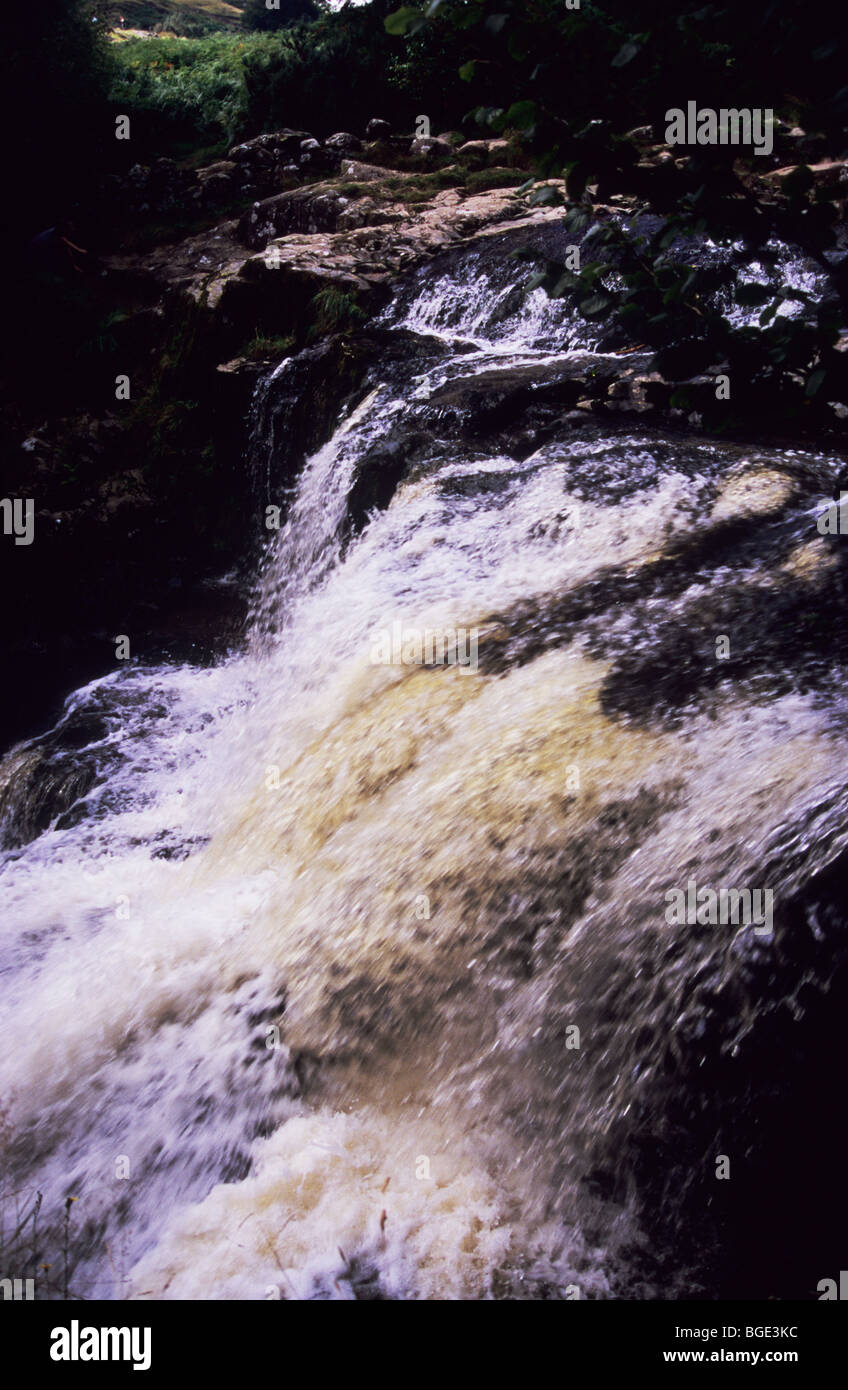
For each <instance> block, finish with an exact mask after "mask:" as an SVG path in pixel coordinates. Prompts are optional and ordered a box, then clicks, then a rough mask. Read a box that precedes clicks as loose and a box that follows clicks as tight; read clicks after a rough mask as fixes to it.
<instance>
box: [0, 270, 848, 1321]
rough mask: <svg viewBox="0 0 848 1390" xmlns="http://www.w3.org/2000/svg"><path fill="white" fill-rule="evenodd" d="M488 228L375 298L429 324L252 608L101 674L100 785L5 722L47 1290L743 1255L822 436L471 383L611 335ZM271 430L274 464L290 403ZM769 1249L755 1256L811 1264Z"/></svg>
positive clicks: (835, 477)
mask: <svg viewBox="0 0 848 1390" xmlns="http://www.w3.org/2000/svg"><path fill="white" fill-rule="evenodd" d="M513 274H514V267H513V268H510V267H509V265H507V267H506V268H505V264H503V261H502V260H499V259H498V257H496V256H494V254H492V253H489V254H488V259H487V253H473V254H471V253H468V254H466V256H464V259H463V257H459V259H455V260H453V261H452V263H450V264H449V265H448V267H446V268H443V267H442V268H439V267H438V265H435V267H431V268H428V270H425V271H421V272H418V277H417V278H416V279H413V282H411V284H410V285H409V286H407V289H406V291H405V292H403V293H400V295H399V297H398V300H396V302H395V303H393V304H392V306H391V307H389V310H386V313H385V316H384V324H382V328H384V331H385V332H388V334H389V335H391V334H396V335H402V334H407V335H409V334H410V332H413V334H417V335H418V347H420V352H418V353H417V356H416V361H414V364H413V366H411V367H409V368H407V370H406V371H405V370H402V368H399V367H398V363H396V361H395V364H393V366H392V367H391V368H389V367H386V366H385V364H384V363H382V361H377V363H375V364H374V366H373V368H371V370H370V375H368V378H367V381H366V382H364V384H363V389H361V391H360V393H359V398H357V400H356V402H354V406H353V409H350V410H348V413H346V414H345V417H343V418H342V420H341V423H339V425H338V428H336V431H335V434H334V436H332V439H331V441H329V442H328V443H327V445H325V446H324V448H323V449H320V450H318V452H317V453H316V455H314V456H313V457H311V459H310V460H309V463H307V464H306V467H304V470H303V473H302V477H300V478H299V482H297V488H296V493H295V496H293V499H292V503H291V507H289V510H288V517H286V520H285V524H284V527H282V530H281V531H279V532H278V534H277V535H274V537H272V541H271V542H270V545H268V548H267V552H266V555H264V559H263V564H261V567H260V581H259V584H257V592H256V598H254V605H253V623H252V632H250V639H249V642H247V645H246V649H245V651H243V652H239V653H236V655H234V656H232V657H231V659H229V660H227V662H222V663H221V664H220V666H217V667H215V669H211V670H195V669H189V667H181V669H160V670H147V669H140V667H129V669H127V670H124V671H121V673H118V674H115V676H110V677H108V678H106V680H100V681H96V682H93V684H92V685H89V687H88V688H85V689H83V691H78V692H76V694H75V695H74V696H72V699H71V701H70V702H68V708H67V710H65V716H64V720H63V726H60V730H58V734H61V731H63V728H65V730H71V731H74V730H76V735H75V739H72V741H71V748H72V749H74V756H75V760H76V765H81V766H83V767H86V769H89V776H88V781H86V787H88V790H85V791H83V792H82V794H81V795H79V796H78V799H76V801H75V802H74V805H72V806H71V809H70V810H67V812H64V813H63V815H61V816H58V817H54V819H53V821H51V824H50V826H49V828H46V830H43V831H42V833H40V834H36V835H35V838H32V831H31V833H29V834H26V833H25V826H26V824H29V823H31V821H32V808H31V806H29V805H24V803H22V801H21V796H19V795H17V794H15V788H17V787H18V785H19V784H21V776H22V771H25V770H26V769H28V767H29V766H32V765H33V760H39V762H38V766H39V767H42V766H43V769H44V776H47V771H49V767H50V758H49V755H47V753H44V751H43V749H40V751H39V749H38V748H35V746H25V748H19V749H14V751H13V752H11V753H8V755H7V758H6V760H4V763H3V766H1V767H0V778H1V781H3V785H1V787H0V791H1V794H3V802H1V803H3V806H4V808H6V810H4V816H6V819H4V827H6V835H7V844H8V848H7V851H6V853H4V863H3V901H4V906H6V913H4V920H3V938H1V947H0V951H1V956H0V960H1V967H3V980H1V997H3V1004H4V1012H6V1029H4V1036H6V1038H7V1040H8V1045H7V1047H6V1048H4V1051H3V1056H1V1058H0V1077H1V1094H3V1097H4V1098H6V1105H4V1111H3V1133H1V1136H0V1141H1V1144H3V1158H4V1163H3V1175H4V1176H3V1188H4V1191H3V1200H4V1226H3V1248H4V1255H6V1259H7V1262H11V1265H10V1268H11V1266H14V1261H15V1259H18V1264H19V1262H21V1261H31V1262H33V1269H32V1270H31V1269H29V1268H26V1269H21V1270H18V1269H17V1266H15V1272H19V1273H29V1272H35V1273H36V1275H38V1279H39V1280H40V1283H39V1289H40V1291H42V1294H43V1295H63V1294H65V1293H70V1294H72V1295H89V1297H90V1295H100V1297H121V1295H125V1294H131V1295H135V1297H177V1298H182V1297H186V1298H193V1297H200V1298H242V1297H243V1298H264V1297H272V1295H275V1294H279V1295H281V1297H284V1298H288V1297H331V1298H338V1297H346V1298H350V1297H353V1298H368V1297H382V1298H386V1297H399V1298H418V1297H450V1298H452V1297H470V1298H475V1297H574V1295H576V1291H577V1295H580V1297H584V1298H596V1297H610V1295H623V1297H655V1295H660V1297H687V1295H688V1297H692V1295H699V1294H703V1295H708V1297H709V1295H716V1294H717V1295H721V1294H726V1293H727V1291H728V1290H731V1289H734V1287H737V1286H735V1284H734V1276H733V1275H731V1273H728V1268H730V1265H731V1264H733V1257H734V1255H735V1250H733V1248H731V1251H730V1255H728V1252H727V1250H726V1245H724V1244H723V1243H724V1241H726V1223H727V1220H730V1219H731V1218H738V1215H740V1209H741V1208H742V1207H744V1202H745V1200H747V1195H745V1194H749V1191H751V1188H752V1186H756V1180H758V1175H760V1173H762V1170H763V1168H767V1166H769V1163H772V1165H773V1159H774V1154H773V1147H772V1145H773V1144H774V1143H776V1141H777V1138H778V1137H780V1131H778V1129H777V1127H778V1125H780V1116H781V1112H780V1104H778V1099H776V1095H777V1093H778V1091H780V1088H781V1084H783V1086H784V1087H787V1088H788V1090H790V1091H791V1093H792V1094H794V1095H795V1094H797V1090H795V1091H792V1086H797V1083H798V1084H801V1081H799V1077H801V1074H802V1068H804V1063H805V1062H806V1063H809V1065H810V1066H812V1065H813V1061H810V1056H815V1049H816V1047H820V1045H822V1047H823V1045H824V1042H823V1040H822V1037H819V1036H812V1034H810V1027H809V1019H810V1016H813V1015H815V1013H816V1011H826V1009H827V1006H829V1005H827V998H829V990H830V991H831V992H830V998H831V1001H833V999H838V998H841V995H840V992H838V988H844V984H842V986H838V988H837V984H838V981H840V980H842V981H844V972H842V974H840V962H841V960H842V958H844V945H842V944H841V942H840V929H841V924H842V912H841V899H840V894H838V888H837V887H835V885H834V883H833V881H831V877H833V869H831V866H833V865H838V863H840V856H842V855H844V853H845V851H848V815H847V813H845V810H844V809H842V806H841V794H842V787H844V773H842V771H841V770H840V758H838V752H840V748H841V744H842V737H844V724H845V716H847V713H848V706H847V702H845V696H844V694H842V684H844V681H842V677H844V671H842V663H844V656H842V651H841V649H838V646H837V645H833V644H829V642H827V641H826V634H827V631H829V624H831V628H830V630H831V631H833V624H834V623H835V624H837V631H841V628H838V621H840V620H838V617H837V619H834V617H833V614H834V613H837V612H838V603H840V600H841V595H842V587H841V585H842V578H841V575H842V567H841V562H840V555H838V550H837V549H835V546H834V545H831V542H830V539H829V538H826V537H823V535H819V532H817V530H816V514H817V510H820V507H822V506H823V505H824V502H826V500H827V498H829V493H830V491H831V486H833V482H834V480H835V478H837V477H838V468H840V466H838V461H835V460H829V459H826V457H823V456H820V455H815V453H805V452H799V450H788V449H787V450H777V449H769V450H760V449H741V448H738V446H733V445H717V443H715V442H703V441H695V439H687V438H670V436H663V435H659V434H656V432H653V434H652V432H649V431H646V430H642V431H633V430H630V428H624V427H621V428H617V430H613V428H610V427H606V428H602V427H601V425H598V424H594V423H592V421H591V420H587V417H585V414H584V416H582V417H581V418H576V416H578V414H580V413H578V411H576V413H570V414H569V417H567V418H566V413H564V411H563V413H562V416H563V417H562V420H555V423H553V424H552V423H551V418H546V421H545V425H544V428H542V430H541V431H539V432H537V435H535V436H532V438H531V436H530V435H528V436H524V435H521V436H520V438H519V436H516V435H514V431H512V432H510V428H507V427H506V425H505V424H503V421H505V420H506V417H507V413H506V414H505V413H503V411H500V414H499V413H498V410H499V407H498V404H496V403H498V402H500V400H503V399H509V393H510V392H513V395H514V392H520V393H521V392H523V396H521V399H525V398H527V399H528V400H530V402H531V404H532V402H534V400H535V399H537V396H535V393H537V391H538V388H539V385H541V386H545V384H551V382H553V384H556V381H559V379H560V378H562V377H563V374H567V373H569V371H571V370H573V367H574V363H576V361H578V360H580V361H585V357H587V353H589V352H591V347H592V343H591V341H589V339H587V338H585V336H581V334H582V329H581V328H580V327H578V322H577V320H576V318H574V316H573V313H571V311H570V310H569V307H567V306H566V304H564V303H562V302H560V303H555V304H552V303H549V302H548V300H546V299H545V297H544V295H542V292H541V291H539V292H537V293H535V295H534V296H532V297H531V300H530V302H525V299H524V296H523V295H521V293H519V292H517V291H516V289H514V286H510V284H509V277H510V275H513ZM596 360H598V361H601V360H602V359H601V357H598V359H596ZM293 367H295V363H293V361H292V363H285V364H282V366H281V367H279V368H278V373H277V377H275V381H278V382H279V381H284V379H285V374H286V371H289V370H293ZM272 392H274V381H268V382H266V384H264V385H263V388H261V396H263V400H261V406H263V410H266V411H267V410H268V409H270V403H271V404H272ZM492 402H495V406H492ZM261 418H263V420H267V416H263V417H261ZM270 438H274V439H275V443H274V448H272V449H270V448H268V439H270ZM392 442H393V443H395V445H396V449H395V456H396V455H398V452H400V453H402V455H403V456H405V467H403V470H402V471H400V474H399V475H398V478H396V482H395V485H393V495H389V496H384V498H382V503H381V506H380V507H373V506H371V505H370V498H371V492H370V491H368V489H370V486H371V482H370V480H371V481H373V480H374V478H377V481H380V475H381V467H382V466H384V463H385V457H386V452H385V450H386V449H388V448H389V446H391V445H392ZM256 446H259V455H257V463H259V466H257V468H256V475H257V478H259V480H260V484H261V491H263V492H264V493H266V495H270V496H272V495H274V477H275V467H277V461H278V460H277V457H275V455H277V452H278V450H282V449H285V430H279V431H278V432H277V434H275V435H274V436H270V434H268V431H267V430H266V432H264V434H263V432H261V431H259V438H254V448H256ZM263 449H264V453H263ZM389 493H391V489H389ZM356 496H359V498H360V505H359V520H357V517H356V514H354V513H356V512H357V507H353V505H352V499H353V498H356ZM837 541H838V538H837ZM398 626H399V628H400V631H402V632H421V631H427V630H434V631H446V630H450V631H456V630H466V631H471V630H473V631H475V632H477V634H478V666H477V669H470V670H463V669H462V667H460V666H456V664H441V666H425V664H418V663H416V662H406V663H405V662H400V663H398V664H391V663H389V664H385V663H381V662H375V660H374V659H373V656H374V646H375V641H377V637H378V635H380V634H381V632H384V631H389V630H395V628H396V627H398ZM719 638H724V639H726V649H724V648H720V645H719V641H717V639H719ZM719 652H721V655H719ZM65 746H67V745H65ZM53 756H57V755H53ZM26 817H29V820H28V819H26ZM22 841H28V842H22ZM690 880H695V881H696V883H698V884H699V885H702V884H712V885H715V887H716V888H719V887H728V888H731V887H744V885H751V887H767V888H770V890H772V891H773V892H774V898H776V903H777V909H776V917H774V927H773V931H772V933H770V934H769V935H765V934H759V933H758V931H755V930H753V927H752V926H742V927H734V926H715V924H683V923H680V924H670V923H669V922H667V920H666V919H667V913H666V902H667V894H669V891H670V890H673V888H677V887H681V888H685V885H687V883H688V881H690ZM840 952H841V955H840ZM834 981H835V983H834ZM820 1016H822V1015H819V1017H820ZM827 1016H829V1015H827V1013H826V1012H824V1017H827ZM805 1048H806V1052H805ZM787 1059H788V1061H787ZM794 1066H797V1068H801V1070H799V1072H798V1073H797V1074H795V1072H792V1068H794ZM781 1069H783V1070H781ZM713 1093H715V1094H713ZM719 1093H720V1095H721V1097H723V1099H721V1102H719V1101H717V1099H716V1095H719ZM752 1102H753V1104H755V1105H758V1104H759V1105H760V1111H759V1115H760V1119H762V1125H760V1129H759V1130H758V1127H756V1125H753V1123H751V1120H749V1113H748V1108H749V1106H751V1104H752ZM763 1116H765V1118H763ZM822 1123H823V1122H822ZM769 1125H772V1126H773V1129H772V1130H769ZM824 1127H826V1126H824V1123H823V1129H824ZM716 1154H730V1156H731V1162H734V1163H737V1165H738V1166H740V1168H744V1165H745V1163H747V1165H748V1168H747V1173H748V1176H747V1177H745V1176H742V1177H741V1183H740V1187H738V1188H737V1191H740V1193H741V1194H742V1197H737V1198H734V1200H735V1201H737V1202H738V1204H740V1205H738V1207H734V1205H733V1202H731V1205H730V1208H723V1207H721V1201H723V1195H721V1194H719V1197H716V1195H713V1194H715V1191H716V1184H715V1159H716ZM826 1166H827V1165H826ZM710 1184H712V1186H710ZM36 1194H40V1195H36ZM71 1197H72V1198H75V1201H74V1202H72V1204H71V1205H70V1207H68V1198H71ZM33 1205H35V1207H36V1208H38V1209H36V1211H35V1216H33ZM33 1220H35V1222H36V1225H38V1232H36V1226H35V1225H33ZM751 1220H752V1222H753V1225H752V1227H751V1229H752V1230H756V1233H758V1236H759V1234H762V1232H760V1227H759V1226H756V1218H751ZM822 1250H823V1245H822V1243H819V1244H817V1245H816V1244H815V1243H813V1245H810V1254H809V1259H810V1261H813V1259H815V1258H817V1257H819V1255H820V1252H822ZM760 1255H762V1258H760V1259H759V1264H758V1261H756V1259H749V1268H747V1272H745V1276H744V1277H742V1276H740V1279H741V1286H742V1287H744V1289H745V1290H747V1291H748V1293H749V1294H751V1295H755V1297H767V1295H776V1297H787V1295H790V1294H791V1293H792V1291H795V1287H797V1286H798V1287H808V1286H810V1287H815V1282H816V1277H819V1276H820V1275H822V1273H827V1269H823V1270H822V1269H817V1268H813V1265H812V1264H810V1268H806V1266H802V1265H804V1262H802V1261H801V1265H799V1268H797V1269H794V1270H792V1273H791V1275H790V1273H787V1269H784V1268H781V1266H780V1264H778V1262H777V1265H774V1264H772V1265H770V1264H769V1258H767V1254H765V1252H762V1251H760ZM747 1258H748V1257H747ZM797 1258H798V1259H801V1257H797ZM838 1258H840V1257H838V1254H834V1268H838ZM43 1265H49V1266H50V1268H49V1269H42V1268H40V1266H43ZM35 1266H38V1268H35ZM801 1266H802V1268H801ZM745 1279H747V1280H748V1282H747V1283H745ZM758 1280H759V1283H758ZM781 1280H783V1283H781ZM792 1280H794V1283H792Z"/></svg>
· · · · ·
* Work request: Using only the entries above, output the line with "box: [0, 270, 848, 1321]", the line with "rough mask: <svg", and all lines between them, exactly as they stand.

* Answer box:
box: [0, 270, 848, 1321]
rough mask: <svg viewBox="0 0 848 1390" xmlns="http://www.w3.org/2000/svg"><path fill="white" fill-rule="evenodd" d="M488 228L375 298L429 324L252 608L101 674L100 785L5 722L47 1290L743 1255L822 436L471 383L611 335ZM271 430L274 464L290 403ZM769 1249L755 1256L811 1264Z"/></svg>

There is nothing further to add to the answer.